Assignment:
Return each line of the entries that mentions the word "white".

Data section:
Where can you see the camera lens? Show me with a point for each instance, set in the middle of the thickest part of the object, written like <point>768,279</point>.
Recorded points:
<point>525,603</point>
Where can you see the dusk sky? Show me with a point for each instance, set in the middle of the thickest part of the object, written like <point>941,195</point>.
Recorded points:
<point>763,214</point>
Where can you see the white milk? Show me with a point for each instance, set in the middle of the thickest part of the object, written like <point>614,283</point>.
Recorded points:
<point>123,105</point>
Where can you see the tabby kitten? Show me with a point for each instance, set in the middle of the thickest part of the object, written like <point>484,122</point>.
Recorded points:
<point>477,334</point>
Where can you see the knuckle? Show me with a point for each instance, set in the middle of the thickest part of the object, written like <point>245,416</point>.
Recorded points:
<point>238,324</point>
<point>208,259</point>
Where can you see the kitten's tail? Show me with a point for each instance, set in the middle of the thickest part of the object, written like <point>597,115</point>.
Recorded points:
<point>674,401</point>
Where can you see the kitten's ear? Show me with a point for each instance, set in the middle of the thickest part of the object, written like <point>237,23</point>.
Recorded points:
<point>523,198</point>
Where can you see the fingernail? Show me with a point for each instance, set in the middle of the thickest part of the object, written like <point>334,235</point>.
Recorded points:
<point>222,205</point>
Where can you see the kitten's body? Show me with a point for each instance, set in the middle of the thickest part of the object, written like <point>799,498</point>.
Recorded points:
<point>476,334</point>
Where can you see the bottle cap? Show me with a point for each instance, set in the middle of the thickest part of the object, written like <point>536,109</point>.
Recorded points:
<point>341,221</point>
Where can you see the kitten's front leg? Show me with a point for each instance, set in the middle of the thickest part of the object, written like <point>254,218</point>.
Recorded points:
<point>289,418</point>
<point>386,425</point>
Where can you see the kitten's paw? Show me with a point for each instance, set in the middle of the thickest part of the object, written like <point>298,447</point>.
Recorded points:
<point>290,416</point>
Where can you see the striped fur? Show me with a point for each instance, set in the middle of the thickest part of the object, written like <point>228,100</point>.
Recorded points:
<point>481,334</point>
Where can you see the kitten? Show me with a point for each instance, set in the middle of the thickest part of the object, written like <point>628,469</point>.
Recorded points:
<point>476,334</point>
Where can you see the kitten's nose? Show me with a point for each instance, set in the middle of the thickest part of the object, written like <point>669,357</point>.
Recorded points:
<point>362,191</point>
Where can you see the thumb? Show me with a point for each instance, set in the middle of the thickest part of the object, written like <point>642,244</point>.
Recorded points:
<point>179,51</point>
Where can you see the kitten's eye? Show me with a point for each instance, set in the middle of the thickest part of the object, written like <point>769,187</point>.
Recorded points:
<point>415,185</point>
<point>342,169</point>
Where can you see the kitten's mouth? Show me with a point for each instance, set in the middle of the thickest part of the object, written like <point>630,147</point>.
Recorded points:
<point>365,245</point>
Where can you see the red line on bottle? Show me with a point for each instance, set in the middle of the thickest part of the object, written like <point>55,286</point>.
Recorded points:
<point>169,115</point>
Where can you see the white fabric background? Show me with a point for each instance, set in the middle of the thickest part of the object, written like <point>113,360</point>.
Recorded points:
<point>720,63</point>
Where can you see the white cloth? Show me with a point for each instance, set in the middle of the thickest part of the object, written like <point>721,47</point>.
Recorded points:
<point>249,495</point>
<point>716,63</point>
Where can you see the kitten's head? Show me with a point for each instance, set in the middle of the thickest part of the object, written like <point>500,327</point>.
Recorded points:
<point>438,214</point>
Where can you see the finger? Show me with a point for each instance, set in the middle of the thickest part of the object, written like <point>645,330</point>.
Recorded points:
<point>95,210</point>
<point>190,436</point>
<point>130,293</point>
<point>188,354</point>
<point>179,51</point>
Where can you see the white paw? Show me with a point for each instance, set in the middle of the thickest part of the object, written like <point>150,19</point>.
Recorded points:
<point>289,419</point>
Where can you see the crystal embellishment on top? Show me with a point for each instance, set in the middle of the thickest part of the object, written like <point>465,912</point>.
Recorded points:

The answer:
Where can you see the white milk? Show me with a point for each instance, set in the middle of the thickest part of the object, written like <point>614,283</point>.
Where can you see the white fabric background? Show me with a point for each instance, set in the middle of the thickest part of the object, written like <point>113,360</point>.
Where can you see the white cloth? Show me with a point for each instance, set in the middle of the thickest part of the object, written like <point>721,47</point>.
Where can you see the white paw? Show me with a point for each instance, set in the middle of the thickest part of the object, written like <point>150,19</point>.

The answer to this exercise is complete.